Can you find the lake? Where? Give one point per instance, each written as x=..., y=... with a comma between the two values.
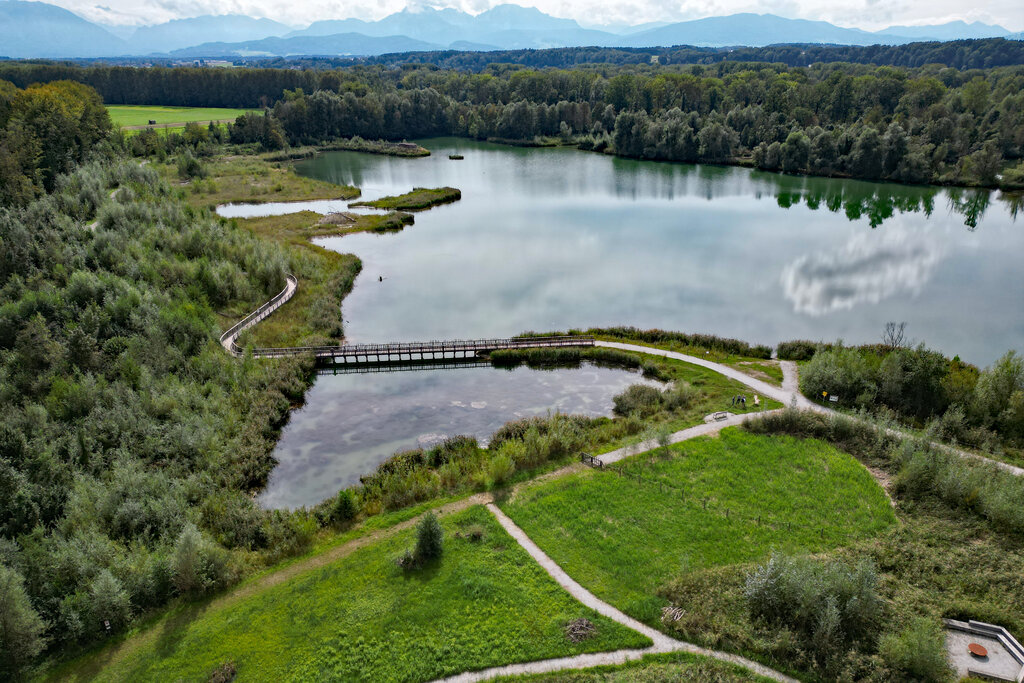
x=352, y=422
x=551, y=239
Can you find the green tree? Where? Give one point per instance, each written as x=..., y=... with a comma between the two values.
x=796, y=151
x=110, y=601
x=20, y=628
x=429, y=539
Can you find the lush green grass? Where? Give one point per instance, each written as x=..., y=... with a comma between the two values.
x=483, y=603
x=418, y=200
x=602, y=527
x=253, y=178
x=130, y=115
x=672, y=667
x=766, y=371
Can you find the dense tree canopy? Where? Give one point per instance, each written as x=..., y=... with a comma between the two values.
x=44, y=130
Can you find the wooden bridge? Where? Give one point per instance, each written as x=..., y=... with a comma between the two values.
x=383, y=354
x=406, y=352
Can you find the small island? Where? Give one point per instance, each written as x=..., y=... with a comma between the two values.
x=418, y=200
x=344, y=222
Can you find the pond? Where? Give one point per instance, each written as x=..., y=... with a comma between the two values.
x=551, y=239
x=352, y=422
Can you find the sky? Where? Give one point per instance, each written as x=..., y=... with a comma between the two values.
x=867, y=14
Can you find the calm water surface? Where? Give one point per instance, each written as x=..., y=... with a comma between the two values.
x=351, y=423
x=554, y=239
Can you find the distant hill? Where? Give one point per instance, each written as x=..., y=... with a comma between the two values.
x=340, y=44
x=39, y=30
x=950, y=31
x=755, y=31
x=183, y=33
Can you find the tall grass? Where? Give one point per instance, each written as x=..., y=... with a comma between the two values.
x=482, y=603
x=707, y=503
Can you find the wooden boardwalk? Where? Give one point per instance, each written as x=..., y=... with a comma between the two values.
x=406, y=352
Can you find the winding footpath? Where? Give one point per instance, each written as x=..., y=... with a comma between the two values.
x=662, y=642
x=788, y=394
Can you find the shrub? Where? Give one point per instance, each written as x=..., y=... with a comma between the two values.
x=681, y=395
x=712, y=342
x=639, y=398
x=225, y=673
x=797, y=350
x=429, y=539
x=919, y=651
x=344, y=507
x=832, y=604
x=500, y=469
x=20, y=628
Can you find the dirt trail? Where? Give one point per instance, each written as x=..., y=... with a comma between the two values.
x=662, y=642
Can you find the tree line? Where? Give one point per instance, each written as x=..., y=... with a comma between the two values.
x=942, y=126
x=44, y=131
x=130, y=443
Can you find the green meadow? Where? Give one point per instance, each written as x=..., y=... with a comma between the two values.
x=704, y=503
x=140, y=115
x=483, y=603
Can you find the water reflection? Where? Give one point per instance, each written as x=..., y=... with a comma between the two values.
x=552, y=239
x=351, y=423
x=865, y=269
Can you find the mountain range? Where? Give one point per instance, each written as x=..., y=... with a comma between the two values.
x=41, y=30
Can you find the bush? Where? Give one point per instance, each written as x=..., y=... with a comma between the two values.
x=797, y=350
x=639, y=398
x=832, y=604
x=681, y=395
x=712, y=342
x=500, y=469
x=919, y=651
x=20, y=629
x=344, y=509
x=429, y=539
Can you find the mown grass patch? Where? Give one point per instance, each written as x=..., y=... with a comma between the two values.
x=418, y=200
x=484, y=603
x=601, y=527
x=671, y=667
x=252, y=178
x=141, y=115
x=313, y=315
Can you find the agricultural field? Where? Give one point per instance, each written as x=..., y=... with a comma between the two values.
x=131, y=115
x=699, y=504
x=363, y=617
x=417, y=200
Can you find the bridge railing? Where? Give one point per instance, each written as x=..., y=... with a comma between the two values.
x=436, y=346
x=227, y=339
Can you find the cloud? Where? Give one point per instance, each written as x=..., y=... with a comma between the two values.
x=870, y=14
x=866, y=269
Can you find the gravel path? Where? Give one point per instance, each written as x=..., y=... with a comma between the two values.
x=662, y=642
x=787, y=394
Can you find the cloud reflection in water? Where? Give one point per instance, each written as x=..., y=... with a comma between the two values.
x=866, y=269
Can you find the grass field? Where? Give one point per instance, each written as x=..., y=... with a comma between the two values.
x=418, y=200
x=483, y=603
x=673, y=667
x=254, y=179
x=130, y=115
x=623, y=540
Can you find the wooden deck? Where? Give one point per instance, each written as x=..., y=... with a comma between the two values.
x=407, y=352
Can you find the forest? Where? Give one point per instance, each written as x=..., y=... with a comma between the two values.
x=129, y=440
x=921, y=125
x=130, y=443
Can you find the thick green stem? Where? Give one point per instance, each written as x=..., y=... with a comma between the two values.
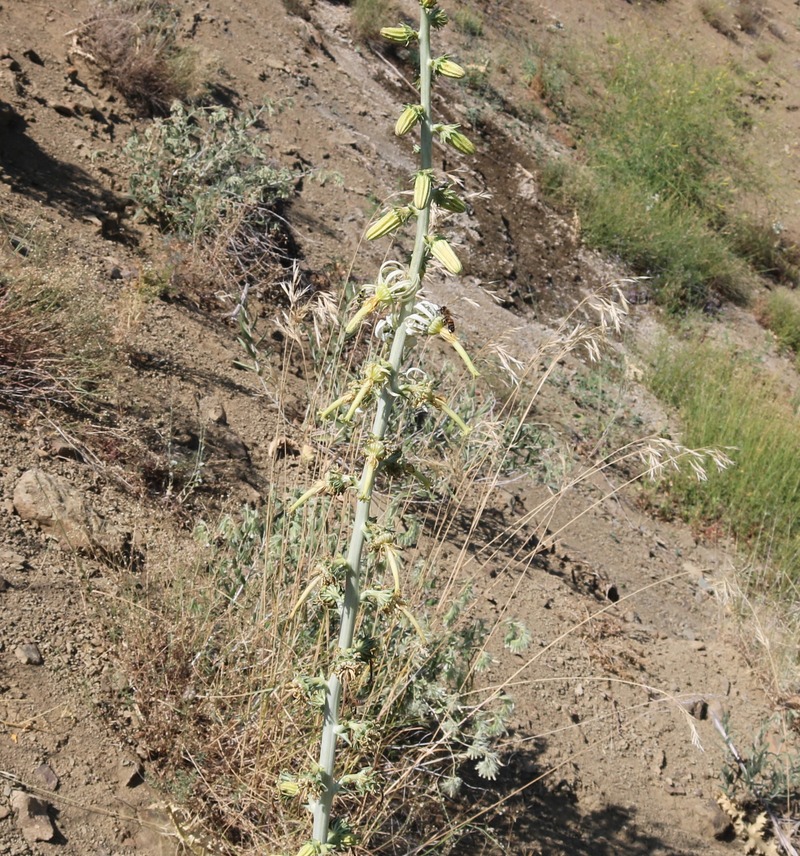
x=321, y=807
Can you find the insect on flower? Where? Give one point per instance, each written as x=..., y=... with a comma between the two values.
x=448, y=318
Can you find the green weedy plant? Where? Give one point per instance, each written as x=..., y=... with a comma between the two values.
x=198, y=167
x=394, y=295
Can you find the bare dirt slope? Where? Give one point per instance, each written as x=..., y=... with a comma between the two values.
----
What you are asked to do. No pictures belong in the copy. Repeat the listing above exactly.

The answer.
Can you find the lake? Where? Give one point per instance, each written as x=..., y=... with a comma between the two values.
x=352, y=422
x=551, y=239
Can you find the green tree? Where? Give one point per instance, each written as x=..., y=... with a comma between the two values.
x=796, y=151
x=110, y=601
x=20, y=628
x=429, y=539
Can you find the lush green grass? Where? Give one point per instance, each written as x=..., y=... with a comma between the two values.
x=483, y=603
x=418, y=200
x=602, y=527
x=253, y=178
x=130, y=115
x=672, y=667
x=766, y=371
Can you find the dense tree canopy? Where? Give one point per instance, each written as x=..., y=... with a comma between the two values.
x=44, y=130
Can you find the wooden bridge? Where? Give one point per instance, each written as x=..., y=... with a comma between the two values.
x=383, y=354
x=406, y=352
Can you find the small island? Where? Give one point per instance, each written as x=..., y=... with a comma between the two values.
x=418, y=200
x=344, y=222
Can you find the pond? Where? Give one point per instance, each written as x=..., y=... with a comma between the two values.
x=551, y=239
x=352, y=422
Can you find the sky? Where? Give one point per instance, each written as x=..., y=... with a comma between the two values.
x=867, y=14
Can you find the calm water surface? Where? Give one point per instance, each written as x=..., y=... with a comma between the two values.
x=351, y=423
x=554, y=239
Can you find the distant hill? Where? Give one point per instance, each written as x=..., y=... with a comma between the two values.
x=340, y=44
x=39, y=30
x=950, y=31
x=755, y=31
x=183, y=33
Can you find the tall grass? Where? Give one point per instance, each written as x=..., y=... with a comma between the two values.
x=482, y=603
x=707, y=503
Can you find the wooden boardwalk? Where? Give one point per instance, each written as x=..., y=... with a comma between the two values.
x=406, y=352
Can you find the winding footpath? Where? Give one point per instance, each written as x=..., y=... with a comma between the two values.
x=662, y=642
x=788, y=394
Can you find the shrub? Where? Give one point per instance, each written as x=..., y=... with a comma between the two values.
x=681, y=395
x=712, y=342
x=639, y=398
x=225, y=673
x=797, y=350
x=429, y=539
x=919, y=651
x=344, y=507
x=832, y=604
x=500, y=469
x=20, y=628
Can you find the dirt trail? Where? Give one point per instance, each written as x=..., y=... with a comma between the two values.
x=662, y=642
Can you find the tree line? Where? Give one point per instance, each written as x=..., y=... with a comma between the two values.
x=942, y=126
x=44, y=131
x=130, y=443
Can you find the green meadow? Where? Give one point per instance, each written as x=..., y=... with a comma between the two values.
x=704, y=503
x=140, y=115
x=483, y=603
Can you find the water reflection? Where? Give one point per instance, each written as x=..., y=... with a comma between the two values.
x=552, y=239
x=351, y=423
x=865, y=269
Can you find the mountain range? Where? Give one point per instance, each written as x=..., y=... with a comma between the two values.
x=41, y=30
Can you find the bush? Where? Give one point per instance, each written as x=..., y=... with a comma between the two values.
x=797, y=350
x=639, y=398
x=832, y=604
x=681, y=395
x=712, y=342
x=500, y=469
x=919, y=651
x=20, y=629
x=344, y=509
x=429, y=539
Can you find the mown grass patch? Where? Give one point per instance, each written as x=..., y=... with a comma between the two values.
x=418, y=200
x=484, y=603
x=601, y=527
x=671, y=667
x=252, y=178
x=141, y=115
x=313, y=315
Can you find the agricultural field? Where? Give one point per instance, each written as x=..., y=... with a comma between the two values.
x=131, y=115
x=699, y=504
x=363, y=617
x=417, y=200
Can you find the bridge railing? Where? Give one point per instance, each written as x=..., y=... with a comma between the two values.
x=436, y=346
x=227, y=339
Can you find the cloud? Where? Give one point per instance, each written as x=..., y=... with a comma between the two values.
x=870, y=14
x=866, y=269
Can you find the gravel path? Where? Give one point per instance, each written as x=..., y=... with a comma between the two values.
x=662, y=642
x=787, y=394
Can you find the cloud reflection in water? Where? Give one point per instance, each written as x=..., y=... with a comma between the two values.
x=866, y=269
Can you find the grass field? Where? Give one point per instance, each written as x=..., y=... with a comma between the two values.
x=418, y=200
x=483, y=603
x=673, y=667
x=254, y=179
x=130, y=115
x=623, y=540
Can you find the wooden deck? Where? Give one point per instance, each written as x=..., y=... with a comma between the two values.
x=407, y=352
Can you find the forest? Where? Give one point per instance, each written as x=..., y=... with a comma between the two values.
x=129, y=440
x=921, y=125
x=130, y=443
Can you find the thick green stem? Where? Give one point per instance, each written as x=..., y=... with a comma between the two values.
x=321, y=807
Can you find the insect on flower? Where? Give one point per instance, each written as x=..., y=... with a comma between the two values.
x=448, y=318
Can you find the green weedy plant? Where? Give one point per instance, each written as x=..., y=... with a comma between the two values.
x=198, y=167
x=394, y=295
Can you find the bare dirt slope? Where? Give one point per instance, each written as x=..., y=... with a comma between the two values.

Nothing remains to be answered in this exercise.